[Rows of an object pointing dataset]
┄┄┄┄┄┄
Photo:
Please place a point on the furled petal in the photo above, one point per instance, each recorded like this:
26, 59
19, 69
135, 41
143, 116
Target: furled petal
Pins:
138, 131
┄┄┄┄┄┄
→ **Task description**:
Rewrite all the records with every "furled petal" changed to "curled petal", leaving everything else as it is.

→ **Solution to the problem**:
Photo:
Please place a point on the curled petal in the photo above, one point per instance, each recorded like this:
26, 59
19, 69
135, 41
143, 116
Target: curled petal
Pins:
138, 131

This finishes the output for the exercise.